> DIRECTIONS FOR THIS TASK
Quote each line exactly, from the line that contains "Target: distant tree" down to the last line of the listing, and no other lines.

> STORED ROWS

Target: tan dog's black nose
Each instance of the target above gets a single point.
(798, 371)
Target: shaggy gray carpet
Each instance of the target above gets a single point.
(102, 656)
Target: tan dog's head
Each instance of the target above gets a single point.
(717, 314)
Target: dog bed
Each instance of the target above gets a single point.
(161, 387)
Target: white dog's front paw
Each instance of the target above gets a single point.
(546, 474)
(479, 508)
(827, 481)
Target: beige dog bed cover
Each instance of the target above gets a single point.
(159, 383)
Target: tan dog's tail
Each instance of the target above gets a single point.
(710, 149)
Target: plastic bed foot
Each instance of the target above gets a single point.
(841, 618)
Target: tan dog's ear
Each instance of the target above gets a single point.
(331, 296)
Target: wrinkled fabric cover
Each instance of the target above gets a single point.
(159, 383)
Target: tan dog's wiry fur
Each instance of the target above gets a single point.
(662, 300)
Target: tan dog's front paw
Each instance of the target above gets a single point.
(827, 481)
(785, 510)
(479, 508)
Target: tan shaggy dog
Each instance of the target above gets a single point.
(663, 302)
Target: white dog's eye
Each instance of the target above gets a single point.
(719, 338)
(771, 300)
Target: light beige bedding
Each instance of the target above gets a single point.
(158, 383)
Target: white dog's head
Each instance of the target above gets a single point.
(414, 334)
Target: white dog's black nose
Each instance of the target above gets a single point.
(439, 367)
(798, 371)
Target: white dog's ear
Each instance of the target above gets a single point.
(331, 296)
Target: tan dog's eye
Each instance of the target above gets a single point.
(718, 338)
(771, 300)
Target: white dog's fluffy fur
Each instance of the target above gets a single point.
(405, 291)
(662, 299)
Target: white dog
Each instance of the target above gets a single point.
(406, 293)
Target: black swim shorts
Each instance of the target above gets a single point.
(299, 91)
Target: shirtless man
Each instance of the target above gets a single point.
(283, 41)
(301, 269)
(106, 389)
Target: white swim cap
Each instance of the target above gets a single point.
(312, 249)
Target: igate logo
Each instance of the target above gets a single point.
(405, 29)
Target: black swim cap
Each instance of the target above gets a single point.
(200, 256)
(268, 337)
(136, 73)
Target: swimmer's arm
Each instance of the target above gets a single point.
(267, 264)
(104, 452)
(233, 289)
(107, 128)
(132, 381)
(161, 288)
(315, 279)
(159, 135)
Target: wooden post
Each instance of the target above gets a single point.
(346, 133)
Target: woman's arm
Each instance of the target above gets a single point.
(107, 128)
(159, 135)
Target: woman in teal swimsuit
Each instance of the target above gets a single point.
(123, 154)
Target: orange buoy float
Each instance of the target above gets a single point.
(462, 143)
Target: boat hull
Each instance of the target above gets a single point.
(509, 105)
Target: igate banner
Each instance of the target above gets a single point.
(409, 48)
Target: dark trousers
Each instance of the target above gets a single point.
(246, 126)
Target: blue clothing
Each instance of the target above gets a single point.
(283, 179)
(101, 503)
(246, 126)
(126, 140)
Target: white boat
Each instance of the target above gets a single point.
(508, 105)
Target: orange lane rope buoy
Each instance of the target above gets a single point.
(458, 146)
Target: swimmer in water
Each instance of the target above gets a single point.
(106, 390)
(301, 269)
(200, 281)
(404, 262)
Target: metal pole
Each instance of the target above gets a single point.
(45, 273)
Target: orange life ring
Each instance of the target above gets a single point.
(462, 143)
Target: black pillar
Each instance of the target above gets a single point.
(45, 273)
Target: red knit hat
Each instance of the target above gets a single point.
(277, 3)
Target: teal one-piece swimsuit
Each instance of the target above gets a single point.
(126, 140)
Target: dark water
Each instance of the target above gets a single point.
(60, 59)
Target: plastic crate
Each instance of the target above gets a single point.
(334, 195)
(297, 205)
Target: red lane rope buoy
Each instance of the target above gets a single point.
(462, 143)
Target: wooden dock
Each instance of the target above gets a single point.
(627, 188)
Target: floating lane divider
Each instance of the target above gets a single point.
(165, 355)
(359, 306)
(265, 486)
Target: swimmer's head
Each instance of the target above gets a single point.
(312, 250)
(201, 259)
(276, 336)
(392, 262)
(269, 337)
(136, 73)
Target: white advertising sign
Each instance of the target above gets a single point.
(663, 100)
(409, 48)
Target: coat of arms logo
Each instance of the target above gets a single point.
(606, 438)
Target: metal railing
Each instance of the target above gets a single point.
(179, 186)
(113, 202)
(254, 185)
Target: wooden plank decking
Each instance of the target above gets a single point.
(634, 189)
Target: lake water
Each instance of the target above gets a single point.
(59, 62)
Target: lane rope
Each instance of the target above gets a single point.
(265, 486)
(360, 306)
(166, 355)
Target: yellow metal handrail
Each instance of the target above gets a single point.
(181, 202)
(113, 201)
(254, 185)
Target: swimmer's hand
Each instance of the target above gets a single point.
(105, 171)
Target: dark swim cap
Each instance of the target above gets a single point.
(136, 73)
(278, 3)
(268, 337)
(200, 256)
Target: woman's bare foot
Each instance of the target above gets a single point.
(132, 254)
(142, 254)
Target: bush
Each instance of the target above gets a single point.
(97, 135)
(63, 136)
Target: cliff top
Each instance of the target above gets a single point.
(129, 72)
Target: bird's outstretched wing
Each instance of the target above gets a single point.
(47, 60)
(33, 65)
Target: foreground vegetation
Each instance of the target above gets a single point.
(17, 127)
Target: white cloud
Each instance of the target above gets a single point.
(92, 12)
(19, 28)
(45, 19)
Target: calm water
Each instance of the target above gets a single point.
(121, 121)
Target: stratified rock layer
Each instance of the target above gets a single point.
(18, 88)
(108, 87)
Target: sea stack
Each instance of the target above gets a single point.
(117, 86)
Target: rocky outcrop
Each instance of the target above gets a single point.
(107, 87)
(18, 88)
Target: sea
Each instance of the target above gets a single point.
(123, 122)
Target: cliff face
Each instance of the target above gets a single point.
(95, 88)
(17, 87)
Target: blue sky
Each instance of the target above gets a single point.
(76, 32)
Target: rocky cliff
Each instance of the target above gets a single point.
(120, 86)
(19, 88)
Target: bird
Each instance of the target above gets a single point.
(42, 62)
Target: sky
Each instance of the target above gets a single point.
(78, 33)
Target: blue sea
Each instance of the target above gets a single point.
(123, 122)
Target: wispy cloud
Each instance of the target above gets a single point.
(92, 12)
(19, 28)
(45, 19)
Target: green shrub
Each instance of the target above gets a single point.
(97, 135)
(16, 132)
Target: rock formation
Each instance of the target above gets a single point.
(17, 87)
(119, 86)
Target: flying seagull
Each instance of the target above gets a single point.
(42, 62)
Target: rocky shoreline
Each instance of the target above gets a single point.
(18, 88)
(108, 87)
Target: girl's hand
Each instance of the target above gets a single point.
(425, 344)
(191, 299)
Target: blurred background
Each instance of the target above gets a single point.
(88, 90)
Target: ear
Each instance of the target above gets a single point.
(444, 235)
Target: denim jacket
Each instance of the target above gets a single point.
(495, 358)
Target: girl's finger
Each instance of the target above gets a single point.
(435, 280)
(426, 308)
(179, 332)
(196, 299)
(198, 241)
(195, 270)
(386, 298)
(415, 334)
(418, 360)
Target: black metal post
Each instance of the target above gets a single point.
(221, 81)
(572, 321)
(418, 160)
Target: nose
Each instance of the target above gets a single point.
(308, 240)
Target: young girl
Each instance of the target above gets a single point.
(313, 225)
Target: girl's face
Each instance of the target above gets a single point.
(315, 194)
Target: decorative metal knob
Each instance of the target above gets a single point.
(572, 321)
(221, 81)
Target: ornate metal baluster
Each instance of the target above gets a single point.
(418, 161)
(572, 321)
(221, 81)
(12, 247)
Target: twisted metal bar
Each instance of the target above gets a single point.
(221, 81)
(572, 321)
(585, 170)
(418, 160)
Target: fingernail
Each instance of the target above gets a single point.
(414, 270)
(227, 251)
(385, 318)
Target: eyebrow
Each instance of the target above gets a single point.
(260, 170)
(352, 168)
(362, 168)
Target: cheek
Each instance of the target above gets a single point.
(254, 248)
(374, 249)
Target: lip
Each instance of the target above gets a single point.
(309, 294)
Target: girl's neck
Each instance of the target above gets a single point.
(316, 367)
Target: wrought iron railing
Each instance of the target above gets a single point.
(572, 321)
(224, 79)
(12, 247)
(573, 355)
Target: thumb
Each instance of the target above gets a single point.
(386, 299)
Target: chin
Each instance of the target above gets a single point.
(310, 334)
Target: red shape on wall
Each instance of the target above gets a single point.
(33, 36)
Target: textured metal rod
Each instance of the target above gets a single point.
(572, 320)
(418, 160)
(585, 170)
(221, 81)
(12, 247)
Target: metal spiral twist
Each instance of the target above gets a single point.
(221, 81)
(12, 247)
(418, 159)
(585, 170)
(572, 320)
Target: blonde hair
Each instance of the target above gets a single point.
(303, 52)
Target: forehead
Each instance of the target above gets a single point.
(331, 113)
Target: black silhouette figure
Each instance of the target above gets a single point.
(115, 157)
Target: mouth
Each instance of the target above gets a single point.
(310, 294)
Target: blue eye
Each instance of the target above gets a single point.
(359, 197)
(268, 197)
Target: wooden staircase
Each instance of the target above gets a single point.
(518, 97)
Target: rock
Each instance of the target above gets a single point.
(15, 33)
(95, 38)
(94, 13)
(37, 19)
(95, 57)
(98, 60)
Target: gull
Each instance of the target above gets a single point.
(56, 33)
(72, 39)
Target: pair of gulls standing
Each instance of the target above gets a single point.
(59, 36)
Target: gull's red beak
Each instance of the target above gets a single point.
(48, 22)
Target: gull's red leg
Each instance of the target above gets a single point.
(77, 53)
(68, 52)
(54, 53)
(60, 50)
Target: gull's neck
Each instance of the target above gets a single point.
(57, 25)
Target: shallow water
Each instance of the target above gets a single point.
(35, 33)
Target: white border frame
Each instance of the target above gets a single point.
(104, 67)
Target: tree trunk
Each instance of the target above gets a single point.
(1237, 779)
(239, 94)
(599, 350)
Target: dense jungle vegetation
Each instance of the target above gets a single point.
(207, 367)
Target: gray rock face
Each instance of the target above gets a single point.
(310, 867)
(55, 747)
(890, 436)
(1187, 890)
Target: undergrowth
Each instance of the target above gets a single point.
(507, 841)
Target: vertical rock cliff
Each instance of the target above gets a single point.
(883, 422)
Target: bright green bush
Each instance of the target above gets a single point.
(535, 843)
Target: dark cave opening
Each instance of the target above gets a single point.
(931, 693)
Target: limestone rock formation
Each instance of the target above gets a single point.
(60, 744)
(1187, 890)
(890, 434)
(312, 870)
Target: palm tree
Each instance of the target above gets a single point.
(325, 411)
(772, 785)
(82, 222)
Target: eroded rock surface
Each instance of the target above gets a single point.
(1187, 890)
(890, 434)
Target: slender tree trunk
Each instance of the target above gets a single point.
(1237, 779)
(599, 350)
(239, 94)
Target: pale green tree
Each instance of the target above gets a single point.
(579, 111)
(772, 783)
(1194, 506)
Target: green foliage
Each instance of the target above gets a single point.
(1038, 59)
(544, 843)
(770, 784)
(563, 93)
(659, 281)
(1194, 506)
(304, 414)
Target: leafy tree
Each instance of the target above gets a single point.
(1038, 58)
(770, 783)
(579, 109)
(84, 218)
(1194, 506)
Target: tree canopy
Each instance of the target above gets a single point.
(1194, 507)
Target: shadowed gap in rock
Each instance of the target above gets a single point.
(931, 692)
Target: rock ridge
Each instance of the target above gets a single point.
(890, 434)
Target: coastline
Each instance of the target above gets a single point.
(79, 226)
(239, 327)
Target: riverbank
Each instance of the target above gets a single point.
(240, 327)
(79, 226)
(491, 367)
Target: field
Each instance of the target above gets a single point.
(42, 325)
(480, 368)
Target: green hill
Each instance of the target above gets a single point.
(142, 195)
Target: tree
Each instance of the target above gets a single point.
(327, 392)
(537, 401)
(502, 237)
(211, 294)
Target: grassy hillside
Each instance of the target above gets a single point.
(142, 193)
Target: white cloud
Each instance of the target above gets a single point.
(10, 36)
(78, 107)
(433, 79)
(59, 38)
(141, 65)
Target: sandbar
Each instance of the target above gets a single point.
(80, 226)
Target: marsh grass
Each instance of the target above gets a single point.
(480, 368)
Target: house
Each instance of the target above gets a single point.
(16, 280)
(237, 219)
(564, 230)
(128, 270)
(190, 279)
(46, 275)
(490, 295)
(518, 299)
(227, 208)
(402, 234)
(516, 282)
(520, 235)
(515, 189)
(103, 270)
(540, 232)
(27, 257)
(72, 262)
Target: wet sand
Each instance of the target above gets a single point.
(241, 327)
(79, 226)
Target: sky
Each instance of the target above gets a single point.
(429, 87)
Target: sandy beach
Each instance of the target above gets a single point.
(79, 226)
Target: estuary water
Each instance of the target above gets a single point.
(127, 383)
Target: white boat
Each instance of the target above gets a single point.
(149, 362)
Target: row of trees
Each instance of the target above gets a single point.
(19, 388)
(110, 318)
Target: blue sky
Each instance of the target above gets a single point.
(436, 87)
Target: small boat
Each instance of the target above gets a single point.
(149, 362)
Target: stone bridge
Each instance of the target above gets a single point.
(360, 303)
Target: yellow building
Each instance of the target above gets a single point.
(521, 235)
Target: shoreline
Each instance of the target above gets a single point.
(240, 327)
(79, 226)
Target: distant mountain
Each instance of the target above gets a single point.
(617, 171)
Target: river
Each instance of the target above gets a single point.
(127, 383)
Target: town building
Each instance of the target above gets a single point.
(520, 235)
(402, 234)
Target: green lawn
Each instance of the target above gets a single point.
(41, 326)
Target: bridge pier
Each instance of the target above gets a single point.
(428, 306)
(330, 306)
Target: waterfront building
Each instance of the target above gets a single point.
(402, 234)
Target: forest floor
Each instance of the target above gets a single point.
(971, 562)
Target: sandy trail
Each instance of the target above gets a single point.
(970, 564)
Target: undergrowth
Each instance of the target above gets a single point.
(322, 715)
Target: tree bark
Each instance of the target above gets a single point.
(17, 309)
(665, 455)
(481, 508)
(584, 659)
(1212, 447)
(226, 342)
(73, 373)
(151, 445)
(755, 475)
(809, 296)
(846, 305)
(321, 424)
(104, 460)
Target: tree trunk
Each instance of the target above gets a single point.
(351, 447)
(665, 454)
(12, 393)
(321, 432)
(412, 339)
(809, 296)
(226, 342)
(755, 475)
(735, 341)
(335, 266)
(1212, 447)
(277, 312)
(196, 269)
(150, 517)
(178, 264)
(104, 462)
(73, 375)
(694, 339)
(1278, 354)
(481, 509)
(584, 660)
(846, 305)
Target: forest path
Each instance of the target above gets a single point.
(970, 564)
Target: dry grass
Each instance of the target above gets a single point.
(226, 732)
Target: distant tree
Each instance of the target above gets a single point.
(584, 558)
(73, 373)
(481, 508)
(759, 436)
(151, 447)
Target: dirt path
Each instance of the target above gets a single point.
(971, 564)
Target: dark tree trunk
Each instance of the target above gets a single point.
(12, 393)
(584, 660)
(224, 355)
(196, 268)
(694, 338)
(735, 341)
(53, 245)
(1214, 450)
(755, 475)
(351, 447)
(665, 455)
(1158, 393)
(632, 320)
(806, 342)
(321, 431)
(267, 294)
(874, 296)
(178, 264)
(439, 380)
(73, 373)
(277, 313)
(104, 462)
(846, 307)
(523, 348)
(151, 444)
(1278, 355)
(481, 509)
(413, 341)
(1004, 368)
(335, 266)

> RESPONSE
Target: distant tree
Each instance of the target above gets a single point.
(584, 558)
(73, 373)
(481, 508)
(759, 436)
(151, 447)
Target: dirt path
Each instance of the target above gets a single point.
(971, 564)
Target: dark tree trunk
Each instance of the target above gets a single point.
(12, 393)
(584, 660)
(224, 355)
(196, 268)
(694, 338)
(735, 341)
(53, 245)
(1214, 450)
(755, 475)
(351, 447)
(665, 455)
(1158, 393)
(632, 320)
(806, 342)
(321, 431)
(267, 294)
(874, 296)
(178, 264)
(439, 380)
(73, 373)
(277, 313)
(104, 462)
(846, 307)
(523, 348)
(151, 444)
(1278, 355)
(481, 509)
(413, 341)
(1004, 368)
(335, 266)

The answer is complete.